Segment Start: DATA
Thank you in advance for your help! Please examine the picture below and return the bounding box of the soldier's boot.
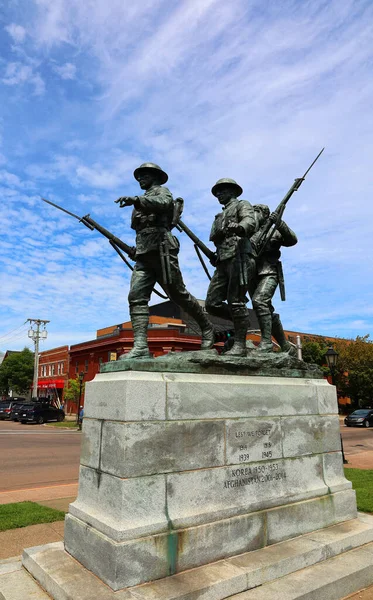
[225,314,250,356]
[256,314,274,353]
[190,304,215,350]
[272,313,296,355]
[119,306,152,360]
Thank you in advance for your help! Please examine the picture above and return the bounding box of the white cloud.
[5,23,26,44]
[53,61,76,80]
[1,61,45,95]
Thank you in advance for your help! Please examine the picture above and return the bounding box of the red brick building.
[38,345,69,405]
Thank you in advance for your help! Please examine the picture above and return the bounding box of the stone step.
[231,541,373,599]
[21,514,373,600]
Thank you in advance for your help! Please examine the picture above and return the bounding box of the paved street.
[0,420,81,493]
[341,420,373,468]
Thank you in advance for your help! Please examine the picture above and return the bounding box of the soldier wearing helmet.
[250,204,298,353]
[115,163,214,359]
[205,178,256,356]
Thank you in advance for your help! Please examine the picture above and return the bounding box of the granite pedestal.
[22,367,366,599]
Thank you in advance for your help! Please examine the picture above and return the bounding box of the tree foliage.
[64,377,85,409]
[301,339,330,376]
[302,335,373,407]
[334,335,373,408]
[0,348,34,395]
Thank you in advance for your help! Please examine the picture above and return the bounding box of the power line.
[0,321,28,342]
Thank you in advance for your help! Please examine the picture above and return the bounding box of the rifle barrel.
[178,219,215,262]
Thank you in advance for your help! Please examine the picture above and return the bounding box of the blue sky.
[1,0,373,352]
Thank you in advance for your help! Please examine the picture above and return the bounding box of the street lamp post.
[325,346,339,381]
[324,346,347,464]
[77,371,84,425]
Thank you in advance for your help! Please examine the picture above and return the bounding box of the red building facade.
[38,345,69,404]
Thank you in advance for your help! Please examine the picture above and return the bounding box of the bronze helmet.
[211,178,243,198]
[133,162,168,184]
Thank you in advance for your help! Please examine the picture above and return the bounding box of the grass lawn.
[45,420,79,428]
[344,468,373,513]
[0,501,66,532]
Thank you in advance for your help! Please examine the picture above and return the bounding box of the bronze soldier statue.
[116,162,214,359]
[250,204,297,353]
[205,178,256,356]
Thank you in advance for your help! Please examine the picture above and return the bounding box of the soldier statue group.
[115,162,299,360]
[44,151,323,360]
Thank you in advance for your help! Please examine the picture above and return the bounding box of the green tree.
[334,335,373,408]
[0,348,34,395]
[64,377,85,413]
[301,339,330,376]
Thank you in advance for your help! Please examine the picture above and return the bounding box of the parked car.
[344,409,373,428]
[10,402,32,421]
[0,398,27,420]
[19,402,65,424]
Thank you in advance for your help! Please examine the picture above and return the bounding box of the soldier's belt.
[136,226,170,233]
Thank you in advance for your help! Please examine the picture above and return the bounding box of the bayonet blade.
[41,197,82,220]
[302,147,324,179]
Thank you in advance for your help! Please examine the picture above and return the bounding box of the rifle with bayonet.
[254,147,324,257]
[176,219,216,264]
[41,197,169,299]
[174,214,216,281]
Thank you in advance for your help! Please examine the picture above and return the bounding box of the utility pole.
[27,319,50,400]
[296,335,303,360]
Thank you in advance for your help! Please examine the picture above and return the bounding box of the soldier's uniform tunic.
[249,222,297,318]
[205,198,256,321]
[128,184,212,331]
[249,217,297,351]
Segment End: DATA
TASK ITEM:
Transcribe each record above exactly, leaving every picture out of the copy.

TASK RESULT:
Thank you in advance for your help! Please examine the picture below and return the bounding box of the soldier's boot.
[225,314,250,356]
[256,314,274,353]
[190,304,215,350]
[272,313,296,355]
[119,306,152,360]
Thank you in advance for your help! Please examine the picture above and return the bounding box of the white cloud.
[5,23,26,44]
[53,61,76,80]
[1,61,45,95]
Thank you in advance for your help! Please examine the picture above and return the bounding box of the red brick building.
[38,345,69,405]
Thank you in advance for your help! Please examine the picture above and return the bounding box of the stone step.
[231,541,373,599]
[21,514,373,600]
Thank you in advance for your help! Please examine the picture above and return the bounding box of the paved street.
[0,420,81,493]
[341,420,373,468]
Thank you in advance for your help! Please examine the picture above and return the bounding box of the soldier wearing helmet.
[250,204,298,353]
[115,163,214,359]
[205,178,256,356]
Thank you in advance for your help! Please examine the picture above and return the bounding box of the granite pedestal.
[22,367,366,599]
Thank you in advance for your help! Please examine the picture above and return the bounding box of the tree foliage.
[64,377,85,409]
[301,339,330,376]
[302,335,373,407]
[334,335,373,408]
[0,348,34,395]
Thank you in advance for your help! Please examine the picture above and return the bounding box of the power line.
[0,321,28,342]
Thank you in advance for your help! Please examine the picture above and return the bounding box of the rifle barrel.
[178,219,215,262]
Thank you in advance for your help! Please examine the picture above and return the bounding box of the blue sky.
[1,0,373,352]
Thank you in advance for your help! Please examine the picture above and return the bounding box of the street lamp post.
[325,346,339,381]
[324,346,347,464]
[77,371,84,425]
Thank you in advance for your help! Please examine the picture above and return the bounding box of the red building facade.
[38,345,69,404]
Thank you in advance for your help! Please examine the picture above and return the bounding box of the bronze helmet.
[211,178,243,198]
[133,162,168,184]
Thank you in advance for your help! Please examine the picture above and return the bounding box of the grass lawn.
[45,420,79,428]
[344,468,373,513]
[0,501,66,532]
Thank you in advance for your help! Please examine the picture above and return the bounding box of the bronze soldier statue.
[116,162,214,359]
[250,204,297,353]
[205,178,256,356]
Thank you in advance for your help! Please examine the picture above and return the bounding box of the soldier statue group.
[115,162,299,360]
[44,151,323,360]
Thank you in advance for your help! Please examine the picture above and return the bounding box of the green tree.
[334,335,373,408]
[0,348,34,395]
[64,377,85,413]
[301,339,330,376]
Thank you in advance for your help! Please examine the picture above and return the bounding box of the parked car.
[344,409,373,428]
[10,402,32,421]
[0,398,27,420]
[19,402,65,424]
Thank you in advance for your help! Please examine the picture above and return the bounding box of the soldier's belt.
[136,226,170,233]
Thank you in advance for your help! Please examine the picture above and return the bounding box of the bayonet blade.
[41,197,82,220]
[302,147,324,179]
Thank you in advance for your help! Please examine the picture above and return the bounding box of the rifle with bayonet.
[254,147,324,257]
[176,219,216,264]
[41,197,169,299]
[174,214,216,281]
Thank you in advance for your help! Please examine the picture above and return the bounding box of the utility pole.
[27,319,50,400]
[296,335,303,360]
Thank you in advance for your help! Please examine the picture above and return the bounding box of the soldier's uniform tunic.
[249,222,297,318]
[205,198,256,321]
[128,184,212,331]
[249,217,297,351]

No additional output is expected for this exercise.